◆ **Assignment**
Each entry must appear in the answer exactly as written.
__________________________________________________
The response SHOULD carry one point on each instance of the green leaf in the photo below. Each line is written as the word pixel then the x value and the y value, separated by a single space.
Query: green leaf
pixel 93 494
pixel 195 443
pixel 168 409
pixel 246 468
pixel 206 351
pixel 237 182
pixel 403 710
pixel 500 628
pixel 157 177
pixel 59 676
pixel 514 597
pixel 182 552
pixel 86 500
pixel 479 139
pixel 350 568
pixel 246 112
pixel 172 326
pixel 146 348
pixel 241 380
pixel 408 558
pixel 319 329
__________________________________________________
◆ **Exercise output**
The response SHOULD carry one point on each instance of the green leaf in the photo below. Each line is written as the word pixel then the x value and the y value, separated by a single space.
Query: green leaf
pixel 93 494
pixel 195 443
pixel 168 409
pixel 246 468
pixel 206 351
pixel 237 182
pixel 403 710
pixel 500 628
pixel 157 177
pixel 59 676
pixel 514 597
pixel 182 552
pixel 86 500
pixel 479 139
pixel 350 568
pixel 246 112
pixel 172 326
pixel 146 348
pixel 241 380
pixel 408 558
pixel 319 329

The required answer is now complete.